### ACTIONS À RÉALISER
**a)** Restituez sans aucune modification le passage du texte sur les cartes qui commence aux mots « La carte c’est » et s'arrête après les mots « pas un débat. ».
**b)** Traduisez en anglais cette phrase du texte sur les cartes : « La carte c’est d’abord un acte de pouvoir. »

### PAGE
= = = =
Qui n’a pas enfant, été fasciné par les cartes de nos territoires ? Au delà du voyage qu’elles autorisaient, la proximité liée à la dimension scientifique qu’elles revendiquaient et l’interprétation qu’elles permettaient dessinaient un l’interstice dans lequel se nichait nos premiers imaginaires, la possibilité d’une découverte. Si Michel Houellebecq raconte les avoir observé avec attention pour deviner l’état de bonheur des gens qui habitaient chaque territoire représenté sur le papier, d’autres restent interrogés sur les raisons qui font de la France le centre d’une planète censée être sphérique ou se demandent si l’Afrique n’est bien composée que d’éléphants, de baobabs ou de girafes et si notre pays se résume à une tour métallique entourée d’une farandole de fromages. La carte espace de fascination – de manipulation – continue tient son pouvoir de sa capacité à associer revendication scientifique et subjectivité. Quelques navigations sur les nombreux podcast de France Culture portant sur le sujet, suffisent à nous en convaincre autant que les titres nous interrogent et nous font rêver « Dire et changer le monde avec les cartes », « Rebattre les cartes, débattre des cartes », « Les dessous politiques des cartes ».... Résumé.
La carte c’est d’abord un acte de pouvoir. Espace de domination d’autant plus efficace qu’il s’inscrit comme outil incolore du quotidien. Sous l’aspect d’une vérité scientifiquement éprouvée certains trouvent un intérêt à redessiner les frontières troubles de ces environnements à leur seul profit. La carte n’est pas un débat.
= = = =
### DONNÉES EXTRAITES
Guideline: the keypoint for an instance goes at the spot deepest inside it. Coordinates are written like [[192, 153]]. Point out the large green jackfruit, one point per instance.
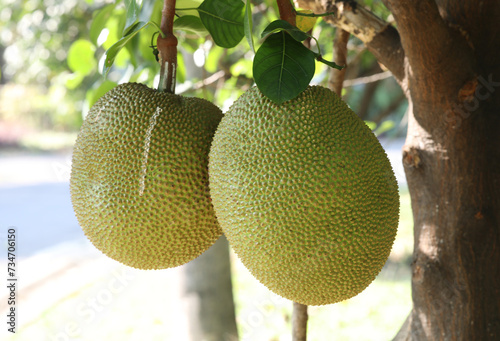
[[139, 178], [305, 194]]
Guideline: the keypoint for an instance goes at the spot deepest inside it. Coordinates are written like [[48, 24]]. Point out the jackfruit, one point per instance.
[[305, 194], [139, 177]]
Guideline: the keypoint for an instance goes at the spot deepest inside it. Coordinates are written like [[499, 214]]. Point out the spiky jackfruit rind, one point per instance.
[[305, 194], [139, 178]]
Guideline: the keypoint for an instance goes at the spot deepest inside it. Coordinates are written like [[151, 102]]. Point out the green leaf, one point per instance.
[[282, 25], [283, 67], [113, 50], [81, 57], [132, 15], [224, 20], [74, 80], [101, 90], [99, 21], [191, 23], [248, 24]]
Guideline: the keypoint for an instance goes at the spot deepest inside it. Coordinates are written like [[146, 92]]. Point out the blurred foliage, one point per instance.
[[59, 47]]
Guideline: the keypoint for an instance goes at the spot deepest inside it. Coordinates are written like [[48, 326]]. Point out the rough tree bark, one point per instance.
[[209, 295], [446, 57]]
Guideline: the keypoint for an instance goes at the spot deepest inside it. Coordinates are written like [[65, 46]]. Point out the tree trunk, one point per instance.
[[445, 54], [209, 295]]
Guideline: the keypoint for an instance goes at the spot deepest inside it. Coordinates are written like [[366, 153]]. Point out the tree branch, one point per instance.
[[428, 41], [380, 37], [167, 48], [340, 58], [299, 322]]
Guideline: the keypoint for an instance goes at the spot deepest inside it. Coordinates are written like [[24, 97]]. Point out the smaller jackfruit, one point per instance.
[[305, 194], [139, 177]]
= = = =
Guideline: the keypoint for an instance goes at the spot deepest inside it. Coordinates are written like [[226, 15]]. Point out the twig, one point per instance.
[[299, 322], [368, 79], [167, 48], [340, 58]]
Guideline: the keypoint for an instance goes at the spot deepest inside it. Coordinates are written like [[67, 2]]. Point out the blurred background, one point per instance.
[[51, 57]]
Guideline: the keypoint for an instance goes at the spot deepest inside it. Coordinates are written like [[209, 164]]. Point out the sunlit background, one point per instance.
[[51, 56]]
= = = =
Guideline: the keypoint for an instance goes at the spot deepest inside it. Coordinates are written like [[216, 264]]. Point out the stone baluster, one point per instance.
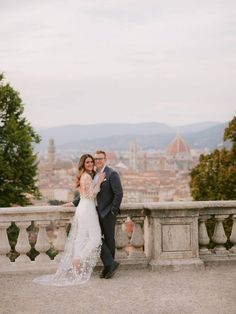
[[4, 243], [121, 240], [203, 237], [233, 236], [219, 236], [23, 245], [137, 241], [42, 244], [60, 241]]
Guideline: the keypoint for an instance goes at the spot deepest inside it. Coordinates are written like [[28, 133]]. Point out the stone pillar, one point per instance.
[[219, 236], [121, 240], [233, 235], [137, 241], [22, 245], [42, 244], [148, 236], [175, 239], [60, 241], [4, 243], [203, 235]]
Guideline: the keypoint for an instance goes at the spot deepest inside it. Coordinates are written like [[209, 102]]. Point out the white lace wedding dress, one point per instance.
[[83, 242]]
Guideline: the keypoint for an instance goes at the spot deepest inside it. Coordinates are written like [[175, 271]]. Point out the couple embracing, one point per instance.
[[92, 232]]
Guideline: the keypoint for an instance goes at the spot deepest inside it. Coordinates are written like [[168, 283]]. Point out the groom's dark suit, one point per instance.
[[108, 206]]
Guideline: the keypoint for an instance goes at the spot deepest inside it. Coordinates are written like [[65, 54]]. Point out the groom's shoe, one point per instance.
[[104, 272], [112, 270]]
= = = =
### RÉPONSES POINT PAR POINT
**a)**
La carte c’est d’abord un acte de pouvoir. Espace de domination d’autant plus efficace qu’il s’inscrit comme outil incolore du quotidien. Sous l’aspect d’une vérité scientifiquement éprouvée certains trouvent un intérêt à redessiner les frontières troubles de ces environnements à leur seul profit. La carte n’est pas un débat.

**b)** The map is first and foremost an act of power.